### PROVIDED RECORDS

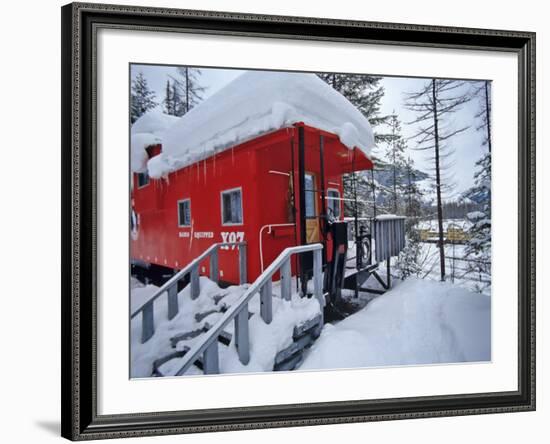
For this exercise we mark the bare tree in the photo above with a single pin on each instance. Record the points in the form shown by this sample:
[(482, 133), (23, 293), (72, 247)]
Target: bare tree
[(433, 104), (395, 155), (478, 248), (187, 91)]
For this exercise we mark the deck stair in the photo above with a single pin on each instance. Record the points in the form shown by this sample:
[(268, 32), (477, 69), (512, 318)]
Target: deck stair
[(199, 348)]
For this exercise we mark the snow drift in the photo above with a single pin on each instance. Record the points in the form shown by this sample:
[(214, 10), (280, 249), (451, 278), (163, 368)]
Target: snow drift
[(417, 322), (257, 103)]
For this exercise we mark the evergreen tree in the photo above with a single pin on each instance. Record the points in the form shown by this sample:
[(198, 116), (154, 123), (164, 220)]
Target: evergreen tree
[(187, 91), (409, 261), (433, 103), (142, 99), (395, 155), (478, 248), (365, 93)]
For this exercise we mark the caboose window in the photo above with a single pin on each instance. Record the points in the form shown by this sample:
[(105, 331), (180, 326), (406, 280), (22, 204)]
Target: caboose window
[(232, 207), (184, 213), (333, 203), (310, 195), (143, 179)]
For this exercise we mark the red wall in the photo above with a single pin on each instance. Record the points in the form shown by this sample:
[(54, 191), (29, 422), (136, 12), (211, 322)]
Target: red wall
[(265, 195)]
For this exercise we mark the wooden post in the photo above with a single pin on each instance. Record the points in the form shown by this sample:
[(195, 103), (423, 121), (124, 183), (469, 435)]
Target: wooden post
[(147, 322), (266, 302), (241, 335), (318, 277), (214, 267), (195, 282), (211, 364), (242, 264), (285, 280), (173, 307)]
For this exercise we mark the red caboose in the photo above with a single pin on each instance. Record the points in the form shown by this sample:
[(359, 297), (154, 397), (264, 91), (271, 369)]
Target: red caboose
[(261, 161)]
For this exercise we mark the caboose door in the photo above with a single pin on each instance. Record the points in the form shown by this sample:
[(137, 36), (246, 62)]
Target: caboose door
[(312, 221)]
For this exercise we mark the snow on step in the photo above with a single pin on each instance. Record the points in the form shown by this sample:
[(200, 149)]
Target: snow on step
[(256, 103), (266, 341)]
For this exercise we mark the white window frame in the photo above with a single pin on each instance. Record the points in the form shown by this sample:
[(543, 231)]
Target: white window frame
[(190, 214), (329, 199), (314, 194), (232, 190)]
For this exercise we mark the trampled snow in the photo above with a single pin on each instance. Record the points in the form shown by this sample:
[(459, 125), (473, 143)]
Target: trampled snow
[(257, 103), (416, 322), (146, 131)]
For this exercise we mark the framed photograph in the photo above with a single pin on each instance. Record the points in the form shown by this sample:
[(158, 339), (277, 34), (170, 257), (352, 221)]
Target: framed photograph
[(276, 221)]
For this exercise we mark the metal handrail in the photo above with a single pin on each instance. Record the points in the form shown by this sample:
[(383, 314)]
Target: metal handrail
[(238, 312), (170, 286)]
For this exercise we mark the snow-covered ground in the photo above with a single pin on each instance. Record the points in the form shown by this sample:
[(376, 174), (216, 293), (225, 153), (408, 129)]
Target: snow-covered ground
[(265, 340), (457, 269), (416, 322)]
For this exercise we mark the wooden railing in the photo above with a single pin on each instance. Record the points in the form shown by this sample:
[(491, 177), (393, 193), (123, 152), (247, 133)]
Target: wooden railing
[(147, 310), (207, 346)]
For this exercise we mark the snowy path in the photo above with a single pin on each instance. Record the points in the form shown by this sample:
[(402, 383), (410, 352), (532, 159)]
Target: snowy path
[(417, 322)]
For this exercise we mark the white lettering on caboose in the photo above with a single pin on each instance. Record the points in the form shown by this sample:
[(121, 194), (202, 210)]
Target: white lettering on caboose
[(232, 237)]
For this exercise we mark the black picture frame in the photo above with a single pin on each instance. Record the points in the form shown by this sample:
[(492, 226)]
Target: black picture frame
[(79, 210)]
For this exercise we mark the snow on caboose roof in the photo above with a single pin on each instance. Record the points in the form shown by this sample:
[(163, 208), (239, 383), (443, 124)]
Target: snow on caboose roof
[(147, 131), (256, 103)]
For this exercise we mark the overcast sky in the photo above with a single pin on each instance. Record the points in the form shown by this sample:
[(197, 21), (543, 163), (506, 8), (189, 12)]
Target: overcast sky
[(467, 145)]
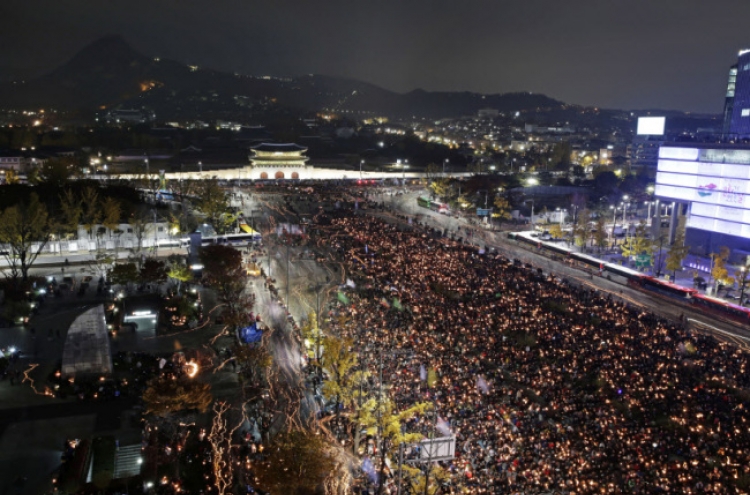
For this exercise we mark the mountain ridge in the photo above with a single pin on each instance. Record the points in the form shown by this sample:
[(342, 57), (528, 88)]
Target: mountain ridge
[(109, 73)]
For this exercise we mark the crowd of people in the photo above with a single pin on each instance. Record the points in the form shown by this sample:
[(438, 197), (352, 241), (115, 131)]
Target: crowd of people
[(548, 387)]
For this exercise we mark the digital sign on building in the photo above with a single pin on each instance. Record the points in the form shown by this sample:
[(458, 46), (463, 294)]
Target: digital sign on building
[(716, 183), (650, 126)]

---

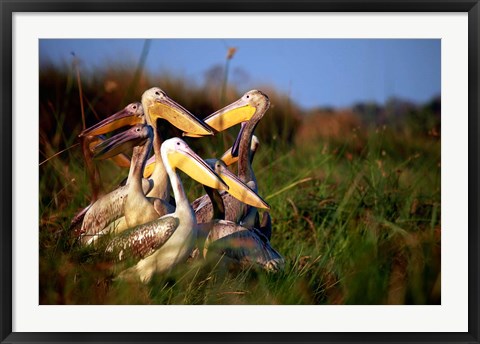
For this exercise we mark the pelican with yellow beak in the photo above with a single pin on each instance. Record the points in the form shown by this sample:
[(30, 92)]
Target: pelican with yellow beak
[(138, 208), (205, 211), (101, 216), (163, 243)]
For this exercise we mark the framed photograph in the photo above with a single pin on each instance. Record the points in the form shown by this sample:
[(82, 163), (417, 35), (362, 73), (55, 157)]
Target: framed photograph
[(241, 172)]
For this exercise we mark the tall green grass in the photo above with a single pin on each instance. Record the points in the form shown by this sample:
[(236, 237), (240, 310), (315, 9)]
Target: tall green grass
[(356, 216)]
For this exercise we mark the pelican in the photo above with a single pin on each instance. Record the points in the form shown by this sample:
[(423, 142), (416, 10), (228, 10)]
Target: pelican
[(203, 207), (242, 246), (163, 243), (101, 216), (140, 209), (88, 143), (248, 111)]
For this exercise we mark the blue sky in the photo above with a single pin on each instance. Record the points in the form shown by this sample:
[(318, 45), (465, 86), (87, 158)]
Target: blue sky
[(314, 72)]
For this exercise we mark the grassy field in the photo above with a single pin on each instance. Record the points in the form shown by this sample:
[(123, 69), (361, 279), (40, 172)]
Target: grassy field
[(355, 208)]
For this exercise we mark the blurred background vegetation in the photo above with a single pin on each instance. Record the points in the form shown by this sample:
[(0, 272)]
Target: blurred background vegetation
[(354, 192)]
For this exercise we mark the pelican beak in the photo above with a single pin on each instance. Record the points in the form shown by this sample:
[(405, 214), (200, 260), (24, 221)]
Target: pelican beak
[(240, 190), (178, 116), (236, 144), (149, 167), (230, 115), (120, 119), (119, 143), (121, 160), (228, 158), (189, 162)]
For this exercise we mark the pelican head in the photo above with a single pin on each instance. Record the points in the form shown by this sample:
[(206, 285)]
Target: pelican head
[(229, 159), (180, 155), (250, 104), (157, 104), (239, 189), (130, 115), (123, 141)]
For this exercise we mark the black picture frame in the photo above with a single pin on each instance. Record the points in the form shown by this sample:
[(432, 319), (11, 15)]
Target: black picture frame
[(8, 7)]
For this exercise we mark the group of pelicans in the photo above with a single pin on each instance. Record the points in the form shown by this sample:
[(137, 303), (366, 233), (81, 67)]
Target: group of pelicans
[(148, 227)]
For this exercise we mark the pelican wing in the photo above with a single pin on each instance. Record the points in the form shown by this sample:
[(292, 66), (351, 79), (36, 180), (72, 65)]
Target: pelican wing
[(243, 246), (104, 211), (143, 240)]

* * *

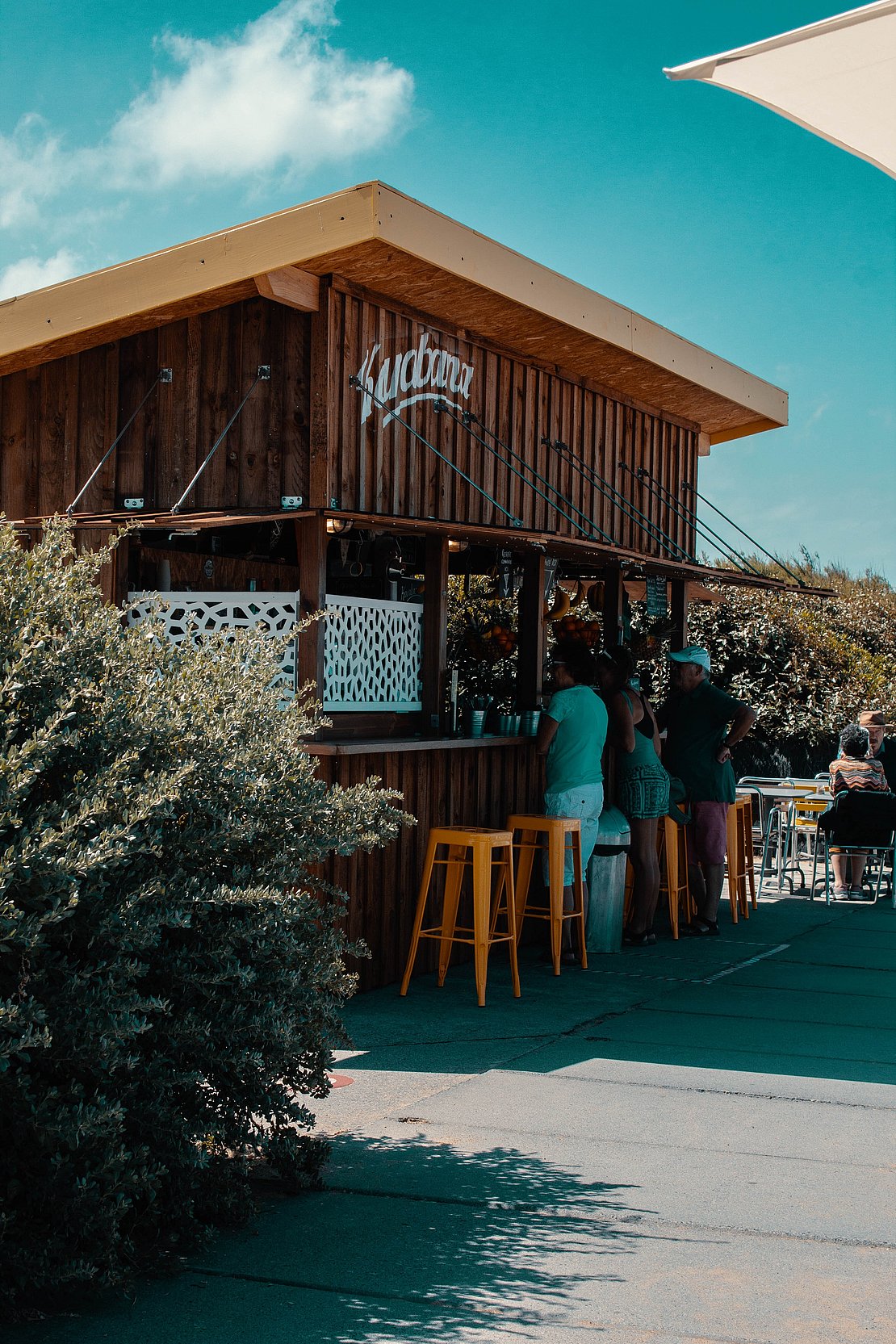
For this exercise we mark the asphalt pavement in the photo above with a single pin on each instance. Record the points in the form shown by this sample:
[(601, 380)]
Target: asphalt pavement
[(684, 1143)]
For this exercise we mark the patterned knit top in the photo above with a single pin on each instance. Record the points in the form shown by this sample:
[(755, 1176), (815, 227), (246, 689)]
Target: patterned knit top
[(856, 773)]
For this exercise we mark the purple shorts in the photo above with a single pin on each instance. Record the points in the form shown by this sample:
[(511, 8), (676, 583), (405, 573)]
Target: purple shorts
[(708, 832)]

### TASK TO COMPLETE
Starting with the line containing "For this exercise we mark the tall" and continuing through the line containing "[(354, 192)]", reproduce every line of the items, requests included. Multiply each point coordinate in the answers by 0.75 and round it to a whole number, with halves rounded up, but leave the numbers in the requests and their sample formats unchanged.

### WORKED ANSWER
For this exercise we mark the tall green grass in the photo above with a single pin on each instance. Record the points in the form shown by this sample:
[(236, 237), (240, 310), (315, 9)]
Target: tall green grass
[(267, 162)]
For this exercise we mark the pelican in the photo above with a single pin on each instance. Record the points in the form shown by this sample:
[(423, 142), (416, 10), (228, 10)]
Target: pelican
[(152, 155), (182, 185), (122, 182), (76, 162), (105, 157), (66, 107), (186, 83)]
For this exercise we mark the blue sky in the photo above with a single pin on each instance. Record the points in the form shown by this sample:
[(318, 45), (465, 86), (87, 158)]
Target: blue sky
[(236, 54)]
For this exercise we mark the grassy field in the photo above with a single pin on each instance. Record the points in the form shown by this sample:
[(123, 69), (361, 279), (40, 172)]
Target: grassy field
[(266, 156)]
For this exercise we mark the blurred background vegetation in the photo above with a single pin on each instance. Record the points in the form shown by this sample:
[(0, 272)]
Target: blurred background vegetation
[(266, 144)]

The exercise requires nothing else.